Saved entries
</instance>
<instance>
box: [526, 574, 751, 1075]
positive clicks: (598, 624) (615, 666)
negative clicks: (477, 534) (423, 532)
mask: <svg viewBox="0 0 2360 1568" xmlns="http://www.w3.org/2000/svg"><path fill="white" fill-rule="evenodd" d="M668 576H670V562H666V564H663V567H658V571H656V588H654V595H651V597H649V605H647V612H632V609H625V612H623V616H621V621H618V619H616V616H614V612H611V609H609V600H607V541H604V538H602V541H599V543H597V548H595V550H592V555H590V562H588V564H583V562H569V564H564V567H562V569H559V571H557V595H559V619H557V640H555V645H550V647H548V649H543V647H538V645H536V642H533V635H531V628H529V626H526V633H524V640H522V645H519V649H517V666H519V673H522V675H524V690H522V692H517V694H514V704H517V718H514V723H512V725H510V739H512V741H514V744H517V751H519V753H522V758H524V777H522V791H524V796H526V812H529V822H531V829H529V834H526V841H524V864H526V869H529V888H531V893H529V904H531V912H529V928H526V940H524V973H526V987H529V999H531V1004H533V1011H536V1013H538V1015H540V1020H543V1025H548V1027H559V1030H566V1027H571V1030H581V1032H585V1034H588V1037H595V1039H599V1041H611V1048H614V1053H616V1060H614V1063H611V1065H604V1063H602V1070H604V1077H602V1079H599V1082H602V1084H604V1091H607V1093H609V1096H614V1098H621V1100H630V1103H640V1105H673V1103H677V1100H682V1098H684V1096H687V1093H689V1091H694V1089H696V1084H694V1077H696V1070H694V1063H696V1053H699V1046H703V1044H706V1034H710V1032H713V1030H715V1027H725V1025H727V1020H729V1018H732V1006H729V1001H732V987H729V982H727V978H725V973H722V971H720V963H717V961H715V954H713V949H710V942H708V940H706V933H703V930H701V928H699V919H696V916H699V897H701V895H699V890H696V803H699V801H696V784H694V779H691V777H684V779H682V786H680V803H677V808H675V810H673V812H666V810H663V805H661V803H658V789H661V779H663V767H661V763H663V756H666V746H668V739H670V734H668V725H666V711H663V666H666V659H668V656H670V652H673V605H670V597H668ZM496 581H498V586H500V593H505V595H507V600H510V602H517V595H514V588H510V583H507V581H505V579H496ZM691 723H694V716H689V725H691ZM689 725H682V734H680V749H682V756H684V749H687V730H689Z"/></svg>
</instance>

==

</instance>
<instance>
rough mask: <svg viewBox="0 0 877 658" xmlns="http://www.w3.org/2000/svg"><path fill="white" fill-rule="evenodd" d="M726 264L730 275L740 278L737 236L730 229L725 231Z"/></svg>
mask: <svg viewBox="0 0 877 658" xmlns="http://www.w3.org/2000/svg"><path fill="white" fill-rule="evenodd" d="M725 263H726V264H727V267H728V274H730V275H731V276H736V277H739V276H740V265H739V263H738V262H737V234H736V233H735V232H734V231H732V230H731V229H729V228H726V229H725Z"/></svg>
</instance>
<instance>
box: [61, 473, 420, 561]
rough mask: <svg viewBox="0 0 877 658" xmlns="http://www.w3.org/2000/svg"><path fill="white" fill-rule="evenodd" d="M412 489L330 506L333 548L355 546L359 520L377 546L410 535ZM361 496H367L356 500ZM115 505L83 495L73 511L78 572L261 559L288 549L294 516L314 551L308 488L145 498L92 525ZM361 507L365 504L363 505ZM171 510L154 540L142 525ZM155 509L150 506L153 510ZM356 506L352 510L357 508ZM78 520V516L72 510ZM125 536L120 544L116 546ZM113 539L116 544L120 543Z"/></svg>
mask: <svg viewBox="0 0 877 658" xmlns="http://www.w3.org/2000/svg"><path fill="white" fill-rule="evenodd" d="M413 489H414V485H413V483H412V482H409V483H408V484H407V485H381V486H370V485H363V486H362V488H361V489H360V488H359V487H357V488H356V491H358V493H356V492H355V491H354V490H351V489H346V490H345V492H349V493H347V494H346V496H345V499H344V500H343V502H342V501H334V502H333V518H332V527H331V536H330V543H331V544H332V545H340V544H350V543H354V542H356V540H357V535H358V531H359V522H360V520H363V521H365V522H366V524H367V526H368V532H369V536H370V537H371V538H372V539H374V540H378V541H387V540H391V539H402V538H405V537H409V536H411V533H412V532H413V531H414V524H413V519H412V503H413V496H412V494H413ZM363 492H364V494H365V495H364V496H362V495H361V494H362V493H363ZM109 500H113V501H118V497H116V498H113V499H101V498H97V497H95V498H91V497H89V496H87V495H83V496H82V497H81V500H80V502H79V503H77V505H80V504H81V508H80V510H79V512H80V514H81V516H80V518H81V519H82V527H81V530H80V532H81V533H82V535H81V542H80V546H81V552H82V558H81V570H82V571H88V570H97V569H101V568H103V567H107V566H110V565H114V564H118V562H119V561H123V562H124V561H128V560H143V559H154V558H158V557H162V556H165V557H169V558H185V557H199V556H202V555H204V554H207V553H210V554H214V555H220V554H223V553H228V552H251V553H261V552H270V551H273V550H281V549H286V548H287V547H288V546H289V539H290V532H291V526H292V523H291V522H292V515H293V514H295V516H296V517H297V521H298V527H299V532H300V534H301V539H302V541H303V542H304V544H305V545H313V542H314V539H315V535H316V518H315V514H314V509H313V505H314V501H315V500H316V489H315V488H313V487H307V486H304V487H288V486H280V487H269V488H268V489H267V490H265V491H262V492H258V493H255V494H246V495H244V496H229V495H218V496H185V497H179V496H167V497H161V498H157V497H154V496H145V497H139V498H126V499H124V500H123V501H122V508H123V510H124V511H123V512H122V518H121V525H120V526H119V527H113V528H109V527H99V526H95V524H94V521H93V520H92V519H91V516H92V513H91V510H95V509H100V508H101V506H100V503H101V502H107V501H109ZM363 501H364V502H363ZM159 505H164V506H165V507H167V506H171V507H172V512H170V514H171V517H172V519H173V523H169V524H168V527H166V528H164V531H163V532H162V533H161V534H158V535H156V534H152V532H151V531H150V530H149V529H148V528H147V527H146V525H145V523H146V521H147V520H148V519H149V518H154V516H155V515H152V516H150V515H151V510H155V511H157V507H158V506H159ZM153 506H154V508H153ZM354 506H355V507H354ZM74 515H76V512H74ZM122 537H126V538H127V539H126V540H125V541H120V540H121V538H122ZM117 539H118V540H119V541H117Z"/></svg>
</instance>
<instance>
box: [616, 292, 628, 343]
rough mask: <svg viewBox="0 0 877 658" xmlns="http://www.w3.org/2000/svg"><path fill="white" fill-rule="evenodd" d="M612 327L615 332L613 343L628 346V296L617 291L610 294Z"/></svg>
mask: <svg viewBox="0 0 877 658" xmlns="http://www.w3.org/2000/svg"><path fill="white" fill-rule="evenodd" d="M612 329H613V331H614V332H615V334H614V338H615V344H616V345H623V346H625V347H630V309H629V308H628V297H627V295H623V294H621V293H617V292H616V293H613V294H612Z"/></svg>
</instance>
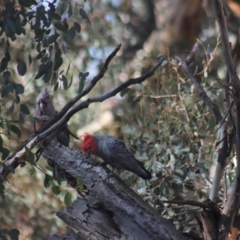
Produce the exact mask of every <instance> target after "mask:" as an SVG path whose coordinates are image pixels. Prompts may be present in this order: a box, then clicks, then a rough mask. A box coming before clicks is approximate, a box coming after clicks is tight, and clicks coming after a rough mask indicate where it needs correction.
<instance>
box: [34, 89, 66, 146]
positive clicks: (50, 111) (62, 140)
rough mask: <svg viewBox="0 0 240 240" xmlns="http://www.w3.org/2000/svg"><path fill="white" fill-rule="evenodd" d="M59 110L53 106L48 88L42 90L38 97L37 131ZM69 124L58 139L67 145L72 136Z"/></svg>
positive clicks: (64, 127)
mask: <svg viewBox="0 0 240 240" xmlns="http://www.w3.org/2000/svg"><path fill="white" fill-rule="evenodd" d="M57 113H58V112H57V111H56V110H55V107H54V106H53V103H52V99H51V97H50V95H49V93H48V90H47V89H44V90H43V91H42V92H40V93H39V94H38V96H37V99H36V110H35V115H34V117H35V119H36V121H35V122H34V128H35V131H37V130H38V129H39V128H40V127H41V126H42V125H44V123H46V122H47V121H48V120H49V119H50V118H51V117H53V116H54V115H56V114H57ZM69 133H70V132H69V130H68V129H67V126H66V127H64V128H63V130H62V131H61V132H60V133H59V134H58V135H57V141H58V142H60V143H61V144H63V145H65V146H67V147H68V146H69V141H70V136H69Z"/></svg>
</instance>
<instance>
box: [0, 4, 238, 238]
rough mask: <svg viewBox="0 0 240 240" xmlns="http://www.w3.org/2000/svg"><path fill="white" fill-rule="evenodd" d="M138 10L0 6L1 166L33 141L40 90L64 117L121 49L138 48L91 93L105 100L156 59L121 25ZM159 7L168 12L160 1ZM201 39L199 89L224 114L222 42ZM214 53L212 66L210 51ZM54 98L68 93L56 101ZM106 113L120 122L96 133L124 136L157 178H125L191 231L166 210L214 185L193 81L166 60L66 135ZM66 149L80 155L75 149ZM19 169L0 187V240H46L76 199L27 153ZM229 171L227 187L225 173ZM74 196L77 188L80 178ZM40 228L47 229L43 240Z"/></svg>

WORK TASK
Look above for the line containing "264L730 275L740 278L737" and the line containing "box: [61, 473, 420, 561]". Transcribe both, with the lines between them, exactly.

REPLY TO THE TASK
rough mask: <svg viewBox="0 0 877 658" xmlns="http://www.w3.org/2000/svg"><path fill="white" fill-rule="evenodd" d="M726 264L730 275L740 278L737 236L730 229L725 231Z"/></svg>
mask: <svg viewBox="0 0 877 658" xmlns="http://www.w3.org/2000/svg"><path fill="white" fill-rule="evenodd" d="M725 263H726V264H727V267H728V274H730V275H731V276H736V277H739V276H740V265H739V263H738V262H737V234H736V233H735V232H734V231H732V230H731V229H729V228H726V229H725Z"/></svg>
</instance>
<instance>
box: [61, 473, 420, 561]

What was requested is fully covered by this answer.